#### THE PROBLEM
Pick out each line in the listing below that contains the word "background" and copy those lines in full. Treat uppercase and lowercase letters as distinct.

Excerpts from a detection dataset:
........
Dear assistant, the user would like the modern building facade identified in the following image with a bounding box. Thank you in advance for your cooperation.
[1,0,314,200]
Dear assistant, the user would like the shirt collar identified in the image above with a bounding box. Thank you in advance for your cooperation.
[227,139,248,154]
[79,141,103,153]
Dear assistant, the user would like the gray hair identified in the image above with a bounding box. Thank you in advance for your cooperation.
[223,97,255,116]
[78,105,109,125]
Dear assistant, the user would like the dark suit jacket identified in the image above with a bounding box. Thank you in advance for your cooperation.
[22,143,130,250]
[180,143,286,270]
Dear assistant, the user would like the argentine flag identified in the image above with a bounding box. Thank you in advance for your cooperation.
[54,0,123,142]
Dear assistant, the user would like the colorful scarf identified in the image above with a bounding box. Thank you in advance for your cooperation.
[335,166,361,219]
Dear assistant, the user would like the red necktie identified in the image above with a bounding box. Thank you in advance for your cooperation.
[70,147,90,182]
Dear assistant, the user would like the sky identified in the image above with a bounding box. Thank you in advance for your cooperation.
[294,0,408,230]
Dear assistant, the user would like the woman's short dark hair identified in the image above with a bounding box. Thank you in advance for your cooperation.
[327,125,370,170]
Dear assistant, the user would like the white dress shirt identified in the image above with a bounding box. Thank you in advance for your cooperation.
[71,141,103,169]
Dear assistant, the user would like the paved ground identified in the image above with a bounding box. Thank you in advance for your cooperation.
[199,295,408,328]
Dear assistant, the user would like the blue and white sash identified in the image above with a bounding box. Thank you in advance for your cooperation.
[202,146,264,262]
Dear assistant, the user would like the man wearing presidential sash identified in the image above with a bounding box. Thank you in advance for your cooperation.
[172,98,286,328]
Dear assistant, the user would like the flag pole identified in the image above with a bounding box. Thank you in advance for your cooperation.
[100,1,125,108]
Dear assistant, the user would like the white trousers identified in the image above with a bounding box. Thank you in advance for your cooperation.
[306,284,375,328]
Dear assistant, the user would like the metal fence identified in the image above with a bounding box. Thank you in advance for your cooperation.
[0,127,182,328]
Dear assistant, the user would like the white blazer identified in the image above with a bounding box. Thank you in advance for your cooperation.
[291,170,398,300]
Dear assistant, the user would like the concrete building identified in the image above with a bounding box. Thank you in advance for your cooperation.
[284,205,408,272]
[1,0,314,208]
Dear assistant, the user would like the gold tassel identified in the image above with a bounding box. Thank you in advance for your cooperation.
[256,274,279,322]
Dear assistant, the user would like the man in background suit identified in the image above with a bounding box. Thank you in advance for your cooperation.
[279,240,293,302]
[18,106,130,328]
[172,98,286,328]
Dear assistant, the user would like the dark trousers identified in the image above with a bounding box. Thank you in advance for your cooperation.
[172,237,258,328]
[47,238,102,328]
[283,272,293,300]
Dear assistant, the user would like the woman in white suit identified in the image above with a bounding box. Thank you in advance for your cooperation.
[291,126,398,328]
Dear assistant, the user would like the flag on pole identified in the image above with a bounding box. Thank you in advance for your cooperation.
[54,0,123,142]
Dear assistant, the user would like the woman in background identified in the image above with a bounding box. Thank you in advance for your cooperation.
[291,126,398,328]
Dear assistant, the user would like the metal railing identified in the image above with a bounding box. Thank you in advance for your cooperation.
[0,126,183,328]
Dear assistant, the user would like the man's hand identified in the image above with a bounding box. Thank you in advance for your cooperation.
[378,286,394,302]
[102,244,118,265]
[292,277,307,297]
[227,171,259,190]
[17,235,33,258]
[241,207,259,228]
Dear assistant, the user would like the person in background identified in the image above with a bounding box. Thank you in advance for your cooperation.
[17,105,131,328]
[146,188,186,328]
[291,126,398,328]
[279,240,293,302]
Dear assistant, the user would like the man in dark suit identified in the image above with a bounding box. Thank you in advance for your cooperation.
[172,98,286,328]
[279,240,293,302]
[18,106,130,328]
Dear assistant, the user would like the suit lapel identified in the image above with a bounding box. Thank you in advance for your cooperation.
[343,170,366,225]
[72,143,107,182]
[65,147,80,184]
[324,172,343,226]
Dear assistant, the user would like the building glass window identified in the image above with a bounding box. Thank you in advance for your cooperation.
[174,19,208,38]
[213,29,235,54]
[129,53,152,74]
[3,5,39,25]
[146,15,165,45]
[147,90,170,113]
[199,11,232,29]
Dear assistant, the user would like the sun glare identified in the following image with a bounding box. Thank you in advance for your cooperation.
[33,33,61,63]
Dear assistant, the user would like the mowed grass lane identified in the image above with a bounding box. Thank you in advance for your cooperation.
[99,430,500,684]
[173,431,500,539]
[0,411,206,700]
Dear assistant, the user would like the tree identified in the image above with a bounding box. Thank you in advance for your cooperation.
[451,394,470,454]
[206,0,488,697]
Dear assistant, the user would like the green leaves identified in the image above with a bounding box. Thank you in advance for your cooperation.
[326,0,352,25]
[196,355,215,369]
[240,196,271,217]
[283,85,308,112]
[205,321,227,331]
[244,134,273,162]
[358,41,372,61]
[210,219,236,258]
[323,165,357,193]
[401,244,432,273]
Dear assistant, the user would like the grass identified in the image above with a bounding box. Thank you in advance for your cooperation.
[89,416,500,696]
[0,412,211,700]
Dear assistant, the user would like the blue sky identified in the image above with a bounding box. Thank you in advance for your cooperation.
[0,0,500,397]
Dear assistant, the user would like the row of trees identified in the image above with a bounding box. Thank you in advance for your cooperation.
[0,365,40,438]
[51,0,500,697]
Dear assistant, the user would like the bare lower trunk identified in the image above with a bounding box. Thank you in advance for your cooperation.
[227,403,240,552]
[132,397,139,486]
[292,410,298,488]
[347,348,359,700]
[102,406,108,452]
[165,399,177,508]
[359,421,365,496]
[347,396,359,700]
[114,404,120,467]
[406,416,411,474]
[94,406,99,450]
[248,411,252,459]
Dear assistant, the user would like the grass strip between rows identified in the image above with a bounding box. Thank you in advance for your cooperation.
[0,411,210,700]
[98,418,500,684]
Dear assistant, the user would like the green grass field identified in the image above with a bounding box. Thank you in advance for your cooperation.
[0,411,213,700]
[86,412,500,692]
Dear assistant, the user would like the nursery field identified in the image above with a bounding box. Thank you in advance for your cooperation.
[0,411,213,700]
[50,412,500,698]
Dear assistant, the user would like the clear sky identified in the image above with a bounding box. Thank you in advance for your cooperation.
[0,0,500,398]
........
#### WORKED SOLUTION
Dear assistant, the user would like the man in background suit identified in the image above with a bounding box. Thank you in advance for your cooperation.
Dear assistant, the user would like the woman in background identified in the image above with a bounding box. Thank you in advance for your cooperation.
Dear assistant, the user would like the person in background identified in the image above with a bounding box. Thank you in advance for your cooperation.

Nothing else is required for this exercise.